== Object position labeling entries ==
######

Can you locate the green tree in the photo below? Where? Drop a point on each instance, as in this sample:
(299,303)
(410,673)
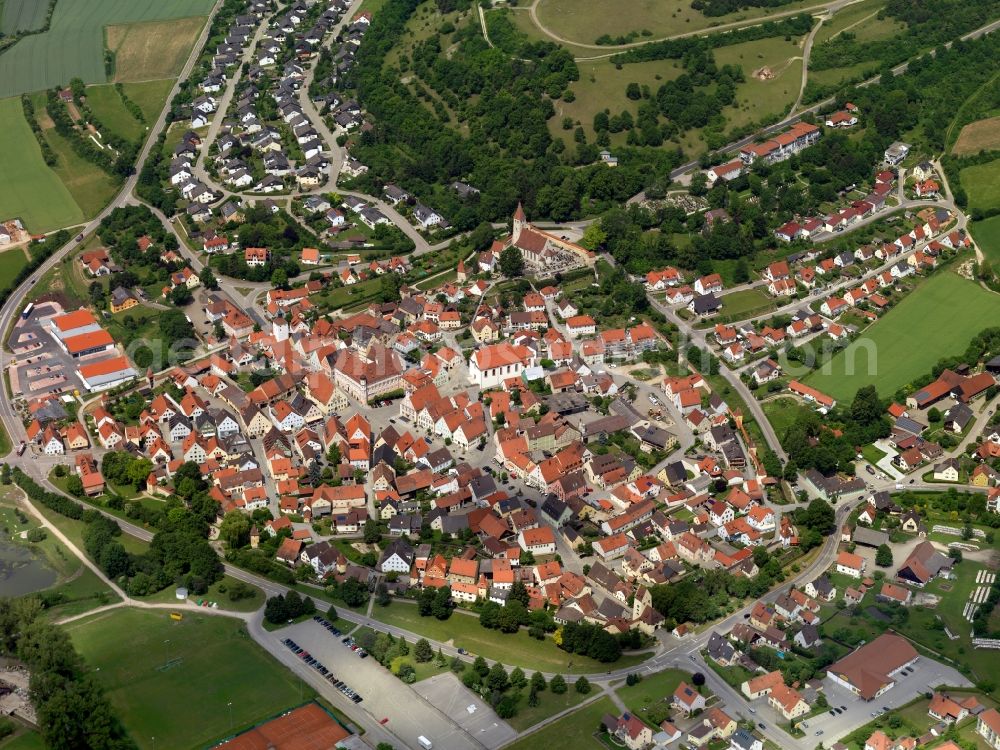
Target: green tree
(497,678)
(593,237)
(511,262)
(558,684)
(517,678)
(74,485)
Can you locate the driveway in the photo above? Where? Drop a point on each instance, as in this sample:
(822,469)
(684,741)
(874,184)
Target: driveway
(468,710)
(925,675)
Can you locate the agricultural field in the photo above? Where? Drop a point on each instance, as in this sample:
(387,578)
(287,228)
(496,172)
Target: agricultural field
(517,649)
(150,96)
(22,15)
(896,349)
(746,303)
(154,49)
(602,86)
(30,190)
(773,70)
(982,184)
(109,109)
(783,412)
(156,670)
(982,135)
(987,235)
(583,21)
(74,45)
(90,186)
(11,263)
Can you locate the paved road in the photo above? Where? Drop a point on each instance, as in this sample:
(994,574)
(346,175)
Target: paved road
(830,7)
(15,301)
(812,109)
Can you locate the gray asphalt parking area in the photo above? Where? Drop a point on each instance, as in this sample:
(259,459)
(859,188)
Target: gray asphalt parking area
(465,708)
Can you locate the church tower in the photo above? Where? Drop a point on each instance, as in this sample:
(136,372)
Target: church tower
(519,223)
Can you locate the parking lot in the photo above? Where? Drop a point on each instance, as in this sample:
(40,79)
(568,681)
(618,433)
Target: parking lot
(41,365)
(924,675)
(385,697)
(466,709)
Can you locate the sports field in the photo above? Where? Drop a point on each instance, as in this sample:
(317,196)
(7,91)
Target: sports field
(110,110)
(89,185)
(982,135)
(517,649)
(178,681)
(74,45)
(22,15)
(982,184)
(936,320)
(153,49)
(29,189)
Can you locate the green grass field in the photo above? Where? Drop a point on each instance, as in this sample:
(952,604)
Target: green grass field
(11,263)
(30,190)
(178,681)
(548,704)
(745,303)
(90,186)
(22,15)
(576,731)
(601,86)
(982,183)
(517,649)
(986,233)
(74,45)
(110,110)
(920,330)
(652,690)
(585,20)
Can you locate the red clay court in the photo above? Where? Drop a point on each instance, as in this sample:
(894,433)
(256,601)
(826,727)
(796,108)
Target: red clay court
(306,728)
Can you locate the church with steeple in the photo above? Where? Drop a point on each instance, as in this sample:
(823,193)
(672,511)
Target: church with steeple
(542,251)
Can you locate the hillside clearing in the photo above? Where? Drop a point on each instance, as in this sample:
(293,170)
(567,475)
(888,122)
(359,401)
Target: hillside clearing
(178,681)
(153,49)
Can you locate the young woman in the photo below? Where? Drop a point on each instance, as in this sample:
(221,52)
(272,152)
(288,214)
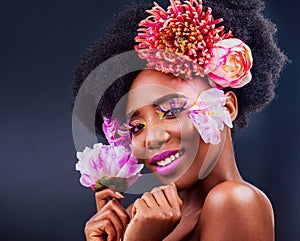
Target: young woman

######

== Given request ==
Quote the entries in full. Any image among them is to be omitted from the copy.

== Worked answer ==
Can you locate the green tree in the photo below? Where? Drop a point on each instance, as in this sample:
(299,303)
(410,673)
Target: green tree
(497,678)
(593,237)
(511,262)
(558,684)
(517,678)
(74,485)
Can you locate the driveway in the photo above? Where? Drop a point on each instance, as in this sample:
(822,469)
(684,741)
(874,184)
Target: driveway
(468,710)
(925,675)
Can you locate the agricultural field in the photo above? Where? Drop a point on each instance, as in this sample:
(387,578)
(287,228)
(496,172)
Target: agricultural field
(517,649)
(150,96)
(22,15)
(896,349)
(746,303)
(154,49)
(602,86)
(30,190)
(773,70)
(982,184)
(109,109)
(783,412)
(156,670)
(982,135)
(987,235)
(583,21)
(74,45)
(90,186)
(11,263)
Can you locate the paved road in the photo above? Where? Drop a point on each instance, as in this sample:
(994,574)
(346,175)
Target: paved road
(830,7)
(15,301)
(812,109)
Can you locate the gray asphalt parking area in the photo above? Where? Drop a point on each instance, as in this sample:
(259,459)
(859,188)
Target: gray asphalt parking area
(465,708)
Can you locate the church tower in the photo above? Where? Drop a point on each instance, as in this sample:
(136,372)
Target: church tower
(519,223)
Can you locate the parking lot in the photo above? Where? Drop a point on each instance, as in this sample:
(40,79)
(568,681)
(618,433)
Target: parking lot
(41,365)
(924,675)
(385,697)
(466,709)
Can you locate the sports field in the photo above? Where? Drop a point on each instance, as in this sample:
(317,196)
(7,91)
Target: sports field
(110,110)
(89,185)
(982,135)
(517,649)
(178,681)
(74,45)
(22,15)
(982,184)
(936,320)
(153,49)
(29,189)
Can you locate the green grass field in the photo above? Where? Drop a point on each instance, as in this sample:
(952,604)
Target: green grass field
(11,263)
(30,190)
(178,681)
(548,704)
(745,303)
(90,186)
(22,15)
(576,731)
(601,86)
(982,183)
(517,649)
(986,233)
(74,45)
(110,110)
(920,330)
(652,690)
(585,20)
Can you locate the red clay court in the photo above? Where? Drop a point on each instance, as in this sample:
(894,433)
(256,601)
(826,727)
(796,108)
Target: red clay court
(306,728)
Can you locate the church with steeple in the photo above? Where? Drop a point on each instance, as in this sample:
(823,193)
(672,511)
Target: church with steeple
(542,251)
Can you locate the hillside clearing in the photo above? Where? Drop a point on each instance, as in this sample:
(293,170)
(567,475)
(888,122)
(359,401)
Target: hillside clearing
(178,681)
(153,49)
Can you locate the young woman in the photo below? Where? Drop a point on each instance, as in this sample:
(221,52)
(272,152)
(288,214)
Target: young woman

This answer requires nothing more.